■ FRAGMENTO DE LECTURA
┄┄┄┄┄┄

La política industrial
El fuerte incremento de los costes de la energía, especialmente en Europa, está llevando a la deslocalización de las industrias electrointensivas. Sin embargo, también se está produciendo un movimiento de relocalización de la industria, empujado por los costes del transporte, pero especialmente porque la pandemia ha revalorizado la autosuficiencia en un mundo cada vez más fragmentado. La carrera por producir semiconductores es un buen ejemplo de ello.
Esta nueva política industrial está poniendo en manos de las multinacionales grandes recursos públicos. El Estado no se plantea sustituir la iniciativa privada, sino movilizarla en una determinada dirección.
En este sentido, la política industrial ha vuelto a tomar el protagonismo que perdió durante los últimos años. En 2021, la Unión Europea aprobó el plan Next Generation UE con 800.000 millones en fondos para modernizar la economía europea en áreas como la digitalización, la transición energética o la investigación. Aunque nadie lo define como tal, se trata de un plan industrial que desgraciadamente no está orientado al tejido productivo local, sino que básicamente está pensado para que las grandes multinacionales europeas estén en condiciones de competir con los gigantes chinos o estadounidenses.

┄┄┄┄┄┄

■ MUESTRA DE DATOS
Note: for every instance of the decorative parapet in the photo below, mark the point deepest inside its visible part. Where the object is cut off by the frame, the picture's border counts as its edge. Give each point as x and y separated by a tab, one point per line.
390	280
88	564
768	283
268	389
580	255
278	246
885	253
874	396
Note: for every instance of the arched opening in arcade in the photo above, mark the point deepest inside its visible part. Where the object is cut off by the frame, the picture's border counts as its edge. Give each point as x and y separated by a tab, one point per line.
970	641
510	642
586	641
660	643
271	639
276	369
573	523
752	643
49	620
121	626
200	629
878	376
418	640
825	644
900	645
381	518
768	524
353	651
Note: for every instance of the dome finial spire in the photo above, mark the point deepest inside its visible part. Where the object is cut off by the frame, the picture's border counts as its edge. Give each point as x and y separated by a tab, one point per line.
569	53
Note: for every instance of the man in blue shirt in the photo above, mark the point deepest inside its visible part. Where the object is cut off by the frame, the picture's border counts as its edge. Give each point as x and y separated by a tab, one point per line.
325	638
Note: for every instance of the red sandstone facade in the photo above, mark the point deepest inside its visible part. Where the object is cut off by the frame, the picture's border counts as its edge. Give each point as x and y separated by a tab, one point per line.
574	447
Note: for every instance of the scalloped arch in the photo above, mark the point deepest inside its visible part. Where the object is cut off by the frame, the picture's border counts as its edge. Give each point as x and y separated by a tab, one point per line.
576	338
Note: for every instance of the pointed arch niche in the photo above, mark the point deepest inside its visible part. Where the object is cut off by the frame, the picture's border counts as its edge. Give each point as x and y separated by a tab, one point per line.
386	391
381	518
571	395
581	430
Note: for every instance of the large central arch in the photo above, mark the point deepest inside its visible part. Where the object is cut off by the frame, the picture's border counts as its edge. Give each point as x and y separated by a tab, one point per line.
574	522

┄┄┄┄┄┄

■ INSTRUCCIONES
1 > Responde estas preguntas sobre el fragmento acerca de la política industrial:
(a) ¿Qué está provocando la deslocalización de las industrias electrointensivas?
(b) ¿Qué carrera se cita como buen ejemplo?
(c) ¿Qué plan aprobó la Unión Europea en 2021 y con cuántos fondos?
2 > Actualiza el fragmento sobre la política industrial comenzando en "Esta nueva política" y terminando en "una determinada dirección.", con "multinacionales" sustituido por "corporaciones".
3 > Escribe la continuación del fragmento sobre la política industrial a partir de su última oración.
Las líneas son material independiente del fragmento.

■ SOLUCIONES DEL EJERCICIO
1 >
(a) El fuerte incremento de los costes de la energía, especialmente en Europa.
(b) La carrera por producir semiconductores.
(c) El plan Next Generation UE, con 800.000 millones en fondos.

2 >
Esta nueva política industrial está poniendo en manos de las corporaciones grandes recursos públicos. El Estado no se plantea sustituir la iniciativa privada, sino movilizarla en una determinada dirección.

3 >
Da la impresión de que esa vuelta a la política industrial habría inspirado las principales leyes aprobadas últimamente en EEUU (Ley de Reducción de la Inflación, Ley de Chips y Ciencia...) y en la UE (Next Generation EU, Ley Europea de Chips y la RePowerEU). Una característica de todas ellas es que el Estado ya no aparece como el instrumento que corrige los fallos del mercado, sino que vuelve a participar activamente en la política económica como inversor. Un cambio sin duda positivo que certifica el fracaso de la política neoliberal desarrollada hasta ahora.
Por otro lado, esta nueva política industrial está poniendo en manos de las multinacionales grandes recursos públicos. El Estado no se plantea sustituir la iniciativa privada, sino movilizarla en una determinada dirección. De alguna manera, el Estado establece los objetivos y pone el capital; dicho de otro modo, se limita a garantizar el retorno de las inversiones privadas.
Este planteamiento tiene evidentes peligros. El principal es que el diseño y la ejecución de los planes públicos se deja en manos privadas, como está ocurriendo con los fondos Next Generation EU. La experiencia dice que por mucho «capitalismo de los grupos de interés» que predique el Foro de Davos, los intereses del capital no suelen coincidir con el interés general.
A modo de conclusión
Las presiones inflacionistas fruto de las sanciones, la guerra en Ucrania, el creciente coste de la energía fósil y los obstáculos al libre comercio en forma de aranceles a las importaciones o de ayudas de Estado para una incipiente reindustrialización se van a mantener. Por otro lado, el alza de tipos empuja a la economía hacia la recesión, esto es, caída de la producción y desempleo.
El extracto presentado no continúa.